## Work instructions:
Give every line of the data again, exactly as it is written.

## Material provided:
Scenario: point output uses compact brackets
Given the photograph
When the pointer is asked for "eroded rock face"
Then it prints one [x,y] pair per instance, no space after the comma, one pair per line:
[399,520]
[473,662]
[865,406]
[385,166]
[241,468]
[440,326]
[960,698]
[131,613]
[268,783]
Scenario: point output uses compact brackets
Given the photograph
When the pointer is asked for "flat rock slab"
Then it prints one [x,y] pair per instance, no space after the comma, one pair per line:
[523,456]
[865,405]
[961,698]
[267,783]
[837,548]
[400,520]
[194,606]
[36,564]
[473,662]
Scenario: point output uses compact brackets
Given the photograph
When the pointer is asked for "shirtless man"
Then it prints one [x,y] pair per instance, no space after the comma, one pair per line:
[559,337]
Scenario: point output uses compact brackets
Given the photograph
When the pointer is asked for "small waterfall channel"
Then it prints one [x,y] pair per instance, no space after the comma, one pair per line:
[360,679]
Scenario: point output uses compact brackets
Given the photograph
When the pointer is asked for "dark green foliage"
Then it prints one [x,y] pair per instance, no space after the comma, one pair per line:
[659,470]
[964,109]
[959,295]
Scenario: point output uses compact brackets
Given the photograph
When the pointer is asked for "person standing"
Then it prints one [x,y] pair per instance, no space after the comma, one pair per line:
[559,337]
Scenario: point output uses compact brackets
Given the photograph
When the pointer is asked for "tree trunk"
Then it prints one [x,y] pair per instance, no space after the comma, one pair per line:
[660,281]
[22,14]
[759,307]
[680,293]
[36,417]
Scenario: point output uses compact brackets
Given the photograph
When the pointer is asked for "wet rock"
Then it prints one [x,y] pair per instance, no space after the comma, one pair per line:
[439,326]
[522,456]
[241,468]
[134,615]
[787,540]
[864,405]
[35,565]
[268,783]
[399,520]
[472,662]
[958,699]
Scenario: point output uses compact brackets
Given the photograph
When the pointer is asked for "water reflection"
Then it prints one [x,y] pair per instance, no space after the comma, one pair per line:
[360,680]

## Exercise output:
Scenario: point output uses compact brackets
Given the photograph
When the pointer is asked for "eroded rock face"
Then it prints one [x,y] pair per instance, no space after the comma, one pair per line:
[399,520]
[473,662]
[865,406]
[385,166]
[241,468]
[440,326]
[960,698]
[131,613]
[268,783]
Scenario: point output uses compact brackets
Given the photograph
When the pointer is asked for "flat rock slab"
Then it prints one [x,y] pair per instance, no space after the comma, one pair per line:
[523,456]
[865,405]
[961,698]
[267,783]
[837,548]
[400,520]
[194,606]
[36,564]
[473,662]
Scenario: point output uses compact brackets
Given the photograph
When the pointer is asked for "shirtless man"
Then it prints one [x,y] pair per instance, no space after the comma, one pair per line:
[559,337]
Scenario: point output uses compact brackets
Given the photograph
When the pointer is asked for "small waterfall channel"
Then it prints one [x,y] pair per instance, no space after the comma, one pair per line:
[360,679]
Scenario: point output uses compact brackets
Given the photograph
When the pointer is asked for "dark green foliage"
Then it prints one [x,y] pair per instance, no space after the comma, one pair per line:
[659,470]
[964,109]
[959,295]
Scenario: point output uses compact brackets
Given the photograph
When the pointer is asked for "person standing"
Then it prints one [x,y] pair per instance, no space after the comma, one pair per line:
[559,337]
Scenario: point output uses compact brackets
Given the photograph
When the pointer is asked for "tree trunk"
Then it prints one [x,y] pair per instance, no space after the comma, one pair per line:
[660,281]
[22,14]
[759,307]
[680,293]
[36,417]
Scenario: point output uses compact brackets
Given the photograph
When the pointer is asked for "wet rock"
Then it prints one [x,y] pair per instance, no space after the comma, one pair per line:
[439,326]
[522,456]
[241,468]
[134,615]
[787,540]
[864,405]
[35,565]
[268,783]
[399,520]
[472,662]
[958,699]
Scenario: point output uses compact brackets
Given the photograph
When the pointer is asked for "water reflection"
Then it prints one [x,y] pair per instance, no space after the comma, one pair per line:
[360,680]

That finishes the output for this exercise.